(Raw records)
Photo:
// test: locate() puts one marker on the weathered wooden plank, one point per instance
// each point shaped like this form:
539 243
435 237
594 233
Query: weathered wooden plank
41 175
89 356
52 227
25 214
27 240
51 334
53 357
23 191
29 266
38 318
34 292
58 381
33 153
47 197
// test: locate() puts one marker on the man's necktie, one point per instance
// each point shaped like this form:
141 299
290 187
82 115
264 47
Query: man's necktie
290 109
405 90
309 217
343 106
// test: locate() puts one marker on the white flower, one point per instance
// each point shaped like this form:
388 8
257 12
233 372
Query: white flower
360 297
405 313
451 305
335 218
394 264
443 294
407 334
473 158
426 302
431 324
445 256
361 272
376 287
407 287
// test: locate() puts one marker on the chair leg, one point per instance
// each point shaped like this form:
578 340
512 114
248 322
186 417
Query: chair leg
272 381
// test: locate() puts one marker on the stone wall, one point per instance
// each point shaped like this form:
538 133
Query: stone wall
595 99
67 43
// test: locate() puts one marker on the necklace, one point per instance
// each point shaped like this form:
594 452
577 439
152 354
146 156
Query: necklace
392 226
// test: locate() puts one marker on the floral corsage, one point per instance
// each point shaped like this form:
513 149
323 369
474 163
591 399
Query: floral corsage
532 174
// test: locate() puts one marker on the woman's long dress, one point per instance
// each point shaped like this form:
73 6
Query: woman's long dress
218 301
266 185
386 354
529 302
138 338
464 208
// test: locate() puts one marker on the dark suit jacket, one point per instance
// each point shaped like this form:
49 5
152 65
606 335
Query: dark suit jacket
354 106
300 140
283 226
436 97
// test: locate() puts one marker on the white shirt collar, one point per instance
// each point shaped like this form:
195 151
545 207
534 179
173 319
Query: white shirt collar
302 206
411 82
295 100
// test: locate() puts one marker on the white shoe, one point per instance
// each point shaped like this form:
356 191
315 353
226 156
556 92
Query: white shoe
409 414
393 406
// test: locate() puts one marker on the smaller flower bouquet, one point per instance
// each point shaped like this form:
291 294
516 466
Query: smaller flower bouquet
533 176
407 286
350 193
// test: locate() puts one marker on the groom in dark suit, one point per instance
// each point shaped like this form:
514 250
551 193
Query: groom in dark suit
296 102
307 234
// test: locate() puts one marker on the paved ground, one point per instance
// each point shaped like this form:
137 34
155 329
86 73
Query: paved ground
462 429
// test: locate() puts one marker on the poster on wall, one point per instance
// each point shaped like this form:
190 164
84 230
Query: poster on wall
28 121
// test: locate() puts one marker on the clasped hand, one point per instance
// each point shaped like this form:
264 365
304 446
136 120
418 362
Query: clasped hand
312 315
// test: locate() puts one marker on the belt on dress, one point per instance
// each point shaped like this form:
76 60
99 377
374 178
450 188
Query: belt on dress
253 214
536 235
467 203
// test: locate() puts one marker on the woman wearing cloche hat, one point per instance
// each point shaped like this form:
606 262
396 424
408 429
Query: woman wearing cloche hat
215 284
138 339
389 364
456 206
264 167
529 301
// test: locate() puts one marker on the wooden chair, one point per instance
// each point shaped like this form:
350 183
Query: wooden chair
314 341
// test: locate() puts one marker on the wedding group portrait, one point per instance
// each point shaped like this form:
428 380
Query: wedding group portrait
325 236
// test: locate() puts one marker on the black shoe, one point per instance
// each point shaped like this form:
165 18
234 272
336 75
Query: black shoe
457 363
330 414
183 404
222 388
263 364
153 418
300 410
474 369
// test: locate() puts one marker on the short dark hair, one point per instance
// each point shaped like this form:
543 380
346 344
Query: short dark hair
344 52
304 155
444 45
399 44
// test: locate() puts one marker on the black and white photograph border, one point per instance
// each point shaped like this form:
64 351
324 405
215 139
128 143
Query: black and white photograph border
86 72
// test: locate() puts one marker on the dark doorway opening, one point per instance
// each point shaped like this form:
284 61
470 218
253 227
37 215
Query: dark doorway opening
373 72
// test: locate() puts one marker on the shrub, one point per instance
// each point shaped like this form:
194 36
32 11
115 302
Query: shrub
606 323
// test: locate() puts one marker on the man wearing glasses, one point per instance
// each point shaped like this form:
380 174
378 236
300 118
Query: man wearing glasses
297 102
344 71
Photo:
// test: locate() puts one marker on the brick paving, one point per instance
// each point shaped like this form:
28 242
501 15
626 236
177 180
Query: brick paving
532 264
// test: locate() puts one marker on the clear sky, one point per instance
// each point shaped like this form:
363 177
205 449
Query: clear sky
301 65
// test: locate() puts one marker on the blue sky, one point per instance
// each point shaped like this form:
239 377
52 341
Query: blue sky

**Work required:** Output, unchanged, the stretch from the line containing "glasses, one point per instance" through the end of the material above.

**Final result:**
// test: locate() puts one marker on the man wearing glasses, one point per instance
// each point shaped like this form:
380 174
378 236
300 118
Query: man wearing glasses
297 102
344 71
Photo:
// test: locate() puts one marker on the brick paving, one point per instance
// each point shaped like this form:
28 242
501 15
626 236
177 180
Query: brick paving
532 264
// test: locate() puts one marker on the clear sky, one point per instance
// each point shaped like this form:
363 177
205 449
Query: clear sky
301 65
// test: locate() puts one marker on the blue sky, one point per instance
// each point shaped like this form:
239 377
52 341
Query: blue sky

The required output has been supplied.